TEXT PASSAGE =
--
The object of Paul's sleight of
hand becomes clear by the end of chapter 3. Through faith, his readers,
and all who have been baptized into Christ, have become "sons of God"
and have "put on Christ" (3:27). They are all "one in Christ Jesus"
(3:28). To drive the conclusion home, he says: "If you belong to
Christ,
then you are Abraham's seed, and heirs according to the promise."
Christ interpreted as Abraham's (singular) "seed" has served the
purpose of providing a link between Abraham and those who Paul claims
are the true heirs of the promise to Abraham, namely Christians. This,
of course, is in keeping with the central claim of the Christian sect,
continuing to this day, that God rejected the Jews and transferred his
favor onto believers in Christ.
Thus Paul's sight is fixed upon
Christians. It is they who are the "seed" and they who have "come" and
inherited the promise made to Abraham. The "seed" as Christ is simply a
stepping-stone. Thus Muller's claim that we can tease out an historical
Jesus in Paul's mind from all of this is falling into the trap that
Paul's
very self-serving exegesis has left behind. Let's see how we can avoid
the pieces of that trap. First of all, what is it that has "come" in
the present time, as Paul presents it? Follow this succession of verses
(using The Translator's New Testament):
19.
Why then was the Law necessary
at all? It was introduced to show what transgressions are, but it was
to last only until the 'seed' should come to whom the promise had been
directly made....
23. Before faith came we were
held imprisoned under law until the faith
which was to come should be revealed. 24.
And so the Law has been like
a guardian escorting us to Christ, that we might be made right with God
through faith; 25. but now
that faith has come we are no longer under a
guardian.
--
SUPPLIED MATERIAL =

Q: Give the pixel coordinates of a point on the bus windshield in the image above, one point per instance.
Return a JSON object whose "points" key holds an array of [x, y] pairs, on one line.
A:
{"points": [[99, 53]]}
--
GIVEN INSTRUCTION A =
Answer these questions using the passage on Paul's argument about Abraham's seed:
(i) Which verse reference is given for the statement that readers have "put on Christ"?
(ii) Which translation is used for the succession of verses?
(iii) In verse 24, what is the Law likened to?
GIVEN INSTRUCTION B = Reproduce the passage on Paul's argument about Abraham's seed word for word from "The object of" to "believers in Christ.".

EXPECTED OUTPUT A =
(i) 3:27
(ii) The Translator's New Testament
(iii) A guardian escorting us to Christ

EXPECTED OUTPUT B =
The object of Paul's sleight of
hand becomes clear by the end of chapter 3. Through faith, his readers,
and all who have been baptized into Christ, have become "sons of God"
and have "put on Christ" (3:27). They are all "one in Christ Jesus"
(3:28). To drive the conclusion home, he says: "If you belong to
Christ,
then you are Abraham's seed, and heirs according to the promise."
Christ interpreted as Abraham's (singular) "seed" has served the
purpose of providing a link between Abraham and those who Paul claims
are the true heirs of the promise to Abraham, namely Christians. This,
of course, is in keeping with the central claim of the Christian sect,
continuing to this day, that God rejected the Jews and transferred his
favor onto believers in Christ.